YOUR GOAL
Answer these from the post on the continuity of 1/x:
1. At what point is the function to be shown continuous?
2. Which interval for x follows from assuming |x-2| < 1/2?
3. What value of δ is taken at the end?

PROVIDED TEXT
Prove that the function $f(x)=\frac{1}{x}$ is continuous at the point x=2.

Question

I am looking to prove that the function $f(x)=\frac{1}{x}$ is continuous at the point x=2. So we nee that given any $\epsilon>0,\ \exists\delta>0$ so that $|f(x)-f(2)|<\epsilon\\$ whenever $|x-2|<\delta$.

Scrtch Work:$|f(x)-f(2)|=|\frac{1}{x}-\frac{1}{2}|=|\frac{x-2}{2x}|=\frac{1}{2}\frac{|x-2|}{|x|}$. Now suppose, $|x-2|<\delta\leq\frac{1}{2}$, which implies $|x-2|<\frac{1}{2} \Rightarrow \frac{3}{2}<x<\frac{5}{2}$. Thus, $\frac{1}{2}\frac{|x-2|}{|x|}<(\frac{1}{2})(\frac{2}{3})\delta=\frac{\delta}{3}$. Here we want $\frac{\delta}{3}=\epsilon \Rightarrow \delta=3\epsilon$. And we're done if we take $\delta$=min{$\frac{1}{2},3\epsilon$}.

RAW DATA
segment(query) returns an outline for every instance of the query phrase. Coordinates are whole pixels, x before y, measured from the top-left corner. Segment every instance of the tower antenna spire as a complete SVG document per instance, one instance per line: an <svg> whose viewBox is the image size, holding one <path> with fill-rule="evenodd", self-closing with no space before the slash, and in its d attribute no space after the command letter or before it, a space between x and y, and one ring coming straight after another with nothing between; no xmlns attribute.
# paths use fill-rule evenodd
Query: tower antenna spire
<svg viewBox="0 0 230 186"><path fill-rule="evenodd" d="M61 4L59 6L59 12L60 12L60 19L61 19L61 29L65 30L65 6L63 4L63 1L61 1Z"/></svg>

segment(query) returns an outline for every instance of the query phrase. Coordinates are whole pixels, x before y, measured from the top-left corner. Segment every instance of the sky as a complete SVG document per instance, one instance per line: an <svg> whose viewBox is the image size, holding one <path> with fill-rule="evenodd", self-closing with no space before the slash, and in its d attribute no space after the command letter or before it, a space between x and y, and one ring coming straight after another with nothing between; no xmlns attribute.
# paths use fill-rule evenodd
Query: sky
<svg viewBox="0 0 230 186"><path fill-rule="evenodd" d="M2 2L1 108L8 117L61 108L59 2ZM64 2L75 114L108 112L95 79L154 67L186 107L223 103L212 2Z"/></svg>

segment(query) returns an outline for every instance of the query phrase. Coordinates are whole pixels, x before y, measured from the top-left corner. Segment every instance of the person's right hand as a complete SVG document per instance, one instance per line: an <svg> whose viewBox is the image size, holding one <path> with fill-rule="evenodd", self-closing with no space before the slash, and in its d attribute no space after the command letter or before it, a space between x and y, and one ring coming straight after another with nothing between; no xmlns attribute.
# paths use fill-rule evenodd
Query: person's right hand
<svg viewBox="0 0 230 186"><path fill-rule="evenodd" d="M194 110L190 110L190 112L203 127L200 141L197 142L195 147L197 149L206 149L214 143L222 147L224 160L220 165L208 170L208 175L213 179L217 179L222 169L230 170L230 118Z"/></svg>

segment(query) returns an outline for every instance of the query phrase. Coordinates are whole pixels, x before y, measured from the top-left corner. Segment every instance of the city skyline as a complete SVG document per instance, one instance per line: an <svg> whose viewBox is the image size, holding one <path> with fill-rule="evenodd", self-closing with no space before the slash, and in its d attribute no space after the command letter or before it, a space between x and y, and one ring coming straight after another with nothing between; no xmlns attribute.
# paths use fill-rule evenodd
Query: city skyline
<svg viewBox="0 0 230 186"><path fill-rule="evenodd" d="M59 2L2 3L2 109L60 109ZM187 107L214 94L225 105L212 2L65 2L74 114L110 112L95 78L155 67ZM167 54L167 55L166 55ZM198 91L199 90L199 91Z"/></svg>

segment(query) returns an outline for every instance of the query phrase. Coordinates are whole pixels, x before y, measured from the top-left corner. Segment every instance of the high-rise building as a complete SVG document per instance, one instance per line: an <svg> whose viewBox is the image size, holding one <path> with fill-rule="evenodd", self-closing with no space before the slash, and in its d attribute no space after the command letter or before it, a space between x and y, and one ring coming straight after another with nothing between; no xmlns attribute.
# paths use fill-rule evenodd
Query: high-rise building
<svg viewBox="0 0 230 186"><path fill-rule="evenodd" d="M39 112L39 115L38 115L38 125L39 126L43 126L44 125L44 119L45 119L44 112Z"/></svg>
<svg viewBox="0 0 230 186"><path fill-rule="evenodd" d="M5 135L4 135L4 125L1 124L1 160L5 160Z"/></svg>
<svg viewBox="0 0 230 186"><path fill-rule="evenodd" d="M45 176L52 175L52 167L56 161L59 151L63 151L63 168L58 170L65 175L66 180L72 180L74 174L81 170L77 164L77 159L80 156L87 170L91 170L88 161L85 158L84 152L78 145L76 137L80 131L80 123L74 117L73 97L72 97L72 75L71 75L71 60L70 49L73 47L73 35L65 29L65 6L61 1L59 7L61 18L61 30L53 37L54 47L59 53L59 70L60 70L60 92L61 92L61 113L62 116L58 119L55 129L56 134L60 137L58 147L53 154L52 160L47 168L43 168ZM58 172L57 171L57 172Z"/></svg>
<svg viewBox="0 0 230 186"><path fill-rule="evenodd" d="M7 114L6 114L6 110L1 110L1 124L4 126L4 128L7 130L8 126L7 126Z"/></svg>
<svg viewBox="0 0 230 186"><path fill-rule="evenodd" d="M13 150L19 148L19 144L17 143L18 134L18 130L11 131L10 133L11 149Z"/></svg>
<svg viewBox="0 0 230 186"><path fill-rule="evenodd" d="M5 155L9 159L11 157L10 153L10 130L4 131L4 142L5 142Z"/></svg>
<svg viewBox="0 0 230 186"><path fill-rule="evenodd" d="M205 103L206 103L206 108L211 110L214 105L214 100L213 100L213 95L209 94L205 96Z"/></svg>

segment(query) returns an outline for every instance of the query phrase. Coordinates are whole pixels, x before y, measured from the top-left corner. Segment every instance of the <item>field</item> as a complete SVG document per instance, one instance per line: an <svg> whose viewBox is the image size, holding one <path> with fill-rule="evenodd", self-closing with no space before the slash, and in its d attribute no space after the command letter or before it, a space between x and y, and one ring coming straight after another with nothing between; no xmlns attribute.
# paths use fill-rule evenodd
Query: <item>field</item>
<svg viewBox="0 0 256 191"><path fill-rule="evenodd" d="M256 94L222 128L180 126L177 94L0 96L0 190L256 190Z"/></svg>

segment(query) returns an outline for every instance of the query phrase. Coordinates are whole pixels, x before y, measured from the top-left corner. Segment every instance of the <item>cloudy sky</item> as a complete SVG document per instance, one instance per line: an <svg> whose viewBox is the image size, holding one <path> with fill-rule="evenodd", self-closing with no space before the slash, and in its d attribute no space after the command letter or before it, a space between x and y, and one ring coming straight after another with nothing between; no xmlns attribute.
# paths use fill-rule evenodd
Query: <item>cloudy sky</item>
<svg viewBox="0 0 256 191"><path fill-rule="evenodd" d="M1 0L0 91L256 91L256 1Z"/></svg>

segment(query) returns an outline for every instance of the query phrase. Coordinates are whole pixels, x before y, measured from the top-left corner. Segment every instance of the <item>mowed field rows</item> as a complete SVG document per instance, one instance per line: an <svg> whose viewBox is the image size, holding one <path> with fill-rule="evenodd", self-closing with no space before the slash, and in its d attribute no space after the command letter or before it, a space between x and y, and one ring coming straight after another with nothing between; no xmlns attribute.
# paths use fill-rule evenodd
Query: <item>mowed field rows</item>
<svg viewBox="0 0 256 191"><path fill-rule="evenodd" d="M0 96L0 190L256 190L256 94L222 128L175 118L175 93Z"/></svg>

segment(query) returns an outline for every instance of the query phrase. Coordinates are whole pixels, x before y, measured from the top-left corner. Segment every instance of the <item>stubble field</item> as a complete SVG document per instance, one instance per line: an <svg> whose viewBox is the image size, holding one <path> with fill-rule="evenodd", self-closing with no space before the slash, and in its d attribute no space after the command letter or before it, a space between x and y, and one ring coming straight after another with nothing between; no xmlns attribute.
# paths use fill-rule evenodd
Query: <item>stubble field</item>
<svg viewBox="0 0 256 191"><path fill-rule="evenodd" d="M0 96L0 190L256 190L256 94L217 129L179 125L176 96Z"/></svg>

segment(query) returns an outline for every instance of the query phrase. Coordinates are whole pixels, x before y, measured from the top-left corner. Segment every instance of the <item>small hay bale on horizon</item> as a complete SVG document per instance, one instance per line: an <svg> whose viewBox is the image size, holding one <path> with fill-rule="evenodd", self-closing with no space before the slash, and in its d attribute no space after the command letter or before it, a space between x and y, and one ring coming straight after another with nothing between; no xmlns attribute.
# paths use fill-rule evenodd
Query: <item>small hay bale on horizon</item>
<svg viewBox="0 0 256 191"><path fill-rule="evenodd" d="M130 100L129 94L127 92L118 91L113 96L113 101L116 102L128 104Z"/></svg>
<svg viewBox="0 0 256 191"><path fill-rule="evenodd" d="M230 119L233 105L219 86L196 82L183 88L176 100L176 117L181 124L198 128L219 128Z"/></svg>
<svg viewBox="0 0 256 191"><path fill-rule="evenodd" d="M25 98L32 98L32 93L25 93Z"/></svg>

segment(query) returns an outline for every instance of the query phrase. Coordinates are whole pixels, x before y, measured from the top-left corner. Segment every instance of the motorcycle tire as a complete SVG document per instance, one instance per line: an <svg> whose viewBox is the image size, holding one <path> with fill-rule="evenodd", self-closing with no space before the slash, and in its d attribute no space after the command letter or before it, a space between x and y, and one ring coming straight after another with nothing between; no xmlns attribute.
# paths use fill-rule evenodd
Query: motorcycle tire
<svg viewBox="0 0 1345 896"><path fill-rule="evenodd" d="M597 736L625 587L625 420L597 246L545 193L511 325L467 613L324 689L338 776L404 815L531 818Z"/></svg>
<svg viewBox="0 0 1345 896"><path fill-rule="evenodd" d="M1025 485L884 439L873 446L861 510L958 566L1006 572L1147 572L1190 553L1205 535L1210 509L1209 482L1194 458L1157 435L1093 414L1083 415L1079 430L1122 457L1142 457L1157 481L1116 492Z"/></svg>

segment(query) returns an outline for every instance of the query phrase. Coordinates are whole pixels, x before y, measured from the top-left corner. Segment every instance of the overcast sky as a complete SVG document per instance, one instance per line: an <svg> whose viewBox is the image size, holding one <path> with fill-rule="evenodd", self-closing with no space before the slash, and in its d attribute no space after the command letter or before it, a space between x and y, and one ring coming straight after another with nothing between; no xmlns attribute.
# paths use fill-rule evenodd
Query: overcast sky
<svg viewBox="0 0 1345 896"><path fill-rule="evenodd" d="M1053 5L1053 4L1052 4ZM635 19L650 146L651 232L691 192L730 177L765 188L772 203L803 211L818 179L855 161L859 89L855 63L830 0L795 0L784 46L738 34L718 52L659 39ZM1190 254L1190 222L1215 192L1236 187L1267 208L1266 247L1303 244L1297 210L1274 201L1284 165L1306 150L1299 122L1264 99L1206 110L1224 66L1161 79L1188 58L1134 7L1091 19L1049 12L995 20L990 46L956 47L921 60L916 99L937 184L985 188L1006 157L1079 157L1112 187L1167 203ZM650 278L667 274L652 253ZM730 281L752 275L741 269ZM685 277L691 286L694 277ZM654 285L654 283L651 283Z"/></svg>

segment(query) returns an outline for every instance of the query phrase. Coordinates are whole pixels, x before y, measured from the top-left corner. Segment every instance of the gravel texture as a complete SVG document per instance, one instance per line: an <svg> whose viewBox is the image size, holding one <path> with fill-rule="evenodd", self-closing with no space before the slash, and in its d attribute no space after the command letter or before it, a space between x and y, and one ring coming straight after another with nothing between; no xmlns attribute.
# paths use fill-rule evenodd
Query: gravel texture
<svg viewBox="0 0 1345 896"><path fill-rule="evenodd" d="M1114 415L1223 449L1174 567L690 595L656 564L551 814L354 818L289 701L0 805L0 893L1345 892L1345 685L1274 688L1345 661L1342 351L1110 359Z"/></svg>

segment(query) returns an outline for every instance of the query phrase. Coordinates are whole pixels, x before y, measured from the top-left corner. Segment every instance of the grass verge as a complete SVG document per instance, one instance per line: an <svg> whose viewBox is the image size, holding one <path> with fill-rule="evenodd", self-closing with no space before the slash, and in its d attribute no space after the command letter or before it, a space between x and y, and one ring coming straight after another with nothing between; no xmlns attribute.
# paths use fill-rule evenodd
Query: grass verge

WRITTEN ANSWER
1. At x = 2.
2. 3/2 < x < 5/2.
3. δ = min{1/2, 3ε}.